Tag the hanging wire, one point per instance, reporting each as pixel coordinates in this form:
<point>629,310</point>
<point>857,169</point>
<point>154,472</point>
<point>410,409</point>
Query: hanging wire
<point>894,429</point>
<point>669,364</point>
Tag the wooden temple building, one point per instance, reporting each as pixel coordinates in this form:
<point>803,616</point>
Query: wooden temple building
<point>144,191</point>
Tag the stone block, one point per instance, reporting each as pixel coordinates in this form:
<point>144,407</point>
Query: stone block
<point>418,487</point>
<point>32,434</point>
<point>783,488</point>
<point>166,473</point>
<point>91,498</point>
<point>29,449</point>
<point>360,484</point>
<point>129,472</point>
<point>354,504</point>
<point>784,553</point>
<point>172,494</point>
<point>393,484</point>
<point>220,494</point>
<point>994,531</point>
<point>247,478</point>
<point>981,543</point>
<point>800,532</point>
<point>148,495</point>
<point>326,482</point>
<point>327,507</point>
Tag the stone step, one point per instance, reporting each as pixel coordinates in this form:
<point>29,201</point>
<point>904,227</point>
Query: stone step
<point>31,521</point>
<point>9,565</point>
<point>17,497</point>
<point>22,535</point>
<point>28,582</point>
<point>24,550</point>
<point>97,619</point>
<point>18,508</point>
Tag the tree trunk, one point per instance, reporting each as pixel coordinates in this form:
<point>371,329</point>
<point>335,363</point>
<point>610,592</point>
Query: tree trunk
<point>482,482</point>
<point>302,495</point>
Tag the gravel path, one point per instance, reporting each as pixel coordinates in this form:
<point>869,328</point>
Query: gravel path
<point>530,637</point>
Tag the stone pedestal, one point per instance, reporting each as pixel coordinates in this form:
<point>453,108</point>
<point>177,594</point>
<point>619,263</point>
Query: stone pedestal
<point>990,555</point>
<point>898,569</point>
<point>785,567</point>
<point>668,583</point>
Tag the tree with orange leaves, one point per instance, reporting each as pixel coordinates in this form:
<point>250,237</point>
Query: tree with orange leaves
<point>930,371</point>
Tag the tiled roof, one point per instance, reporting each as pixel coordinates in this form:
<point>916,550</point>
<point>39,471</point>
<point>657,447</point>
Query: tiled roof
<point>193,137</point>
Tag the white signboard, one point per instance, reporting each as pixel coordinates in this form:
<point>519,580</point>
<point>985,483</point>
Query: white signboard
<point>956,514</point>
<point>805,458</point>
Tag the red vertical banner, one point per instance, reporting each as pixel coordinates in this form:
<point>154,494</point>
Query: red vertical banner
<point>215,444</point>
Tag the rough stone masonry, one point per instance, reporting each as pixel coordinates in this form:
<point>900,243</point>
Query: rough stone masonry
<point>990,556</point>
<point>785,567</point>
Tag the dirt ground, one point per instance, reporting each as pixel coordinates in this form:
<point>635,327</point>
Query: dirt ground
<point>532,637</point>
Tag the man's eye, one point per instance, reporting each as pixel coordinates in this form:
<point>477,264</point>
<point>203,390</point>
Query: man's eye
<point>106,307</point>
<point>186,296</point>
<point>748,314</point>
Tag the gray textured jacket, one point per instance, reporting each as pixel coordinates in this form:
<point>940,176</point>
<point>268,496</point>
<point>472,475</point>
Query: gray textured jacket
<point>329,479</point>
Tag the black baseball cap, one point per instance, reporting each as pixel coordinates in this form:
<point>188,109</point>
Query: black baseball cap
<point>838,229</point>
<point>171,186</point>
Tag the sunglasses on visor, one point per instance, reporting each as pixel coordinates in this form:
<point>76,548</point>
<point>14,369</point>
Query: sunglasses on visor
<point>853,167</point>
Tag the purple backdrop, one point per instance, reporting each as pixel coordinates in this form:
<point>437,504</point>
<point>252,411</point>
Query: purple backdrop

Action item: I would like you to report every line in the listing above that contains "purple".

Output for this task:
Tag the purple backdrop, one point per instance, reporting each as pixel coordinates in this form:
Query: purple backdrop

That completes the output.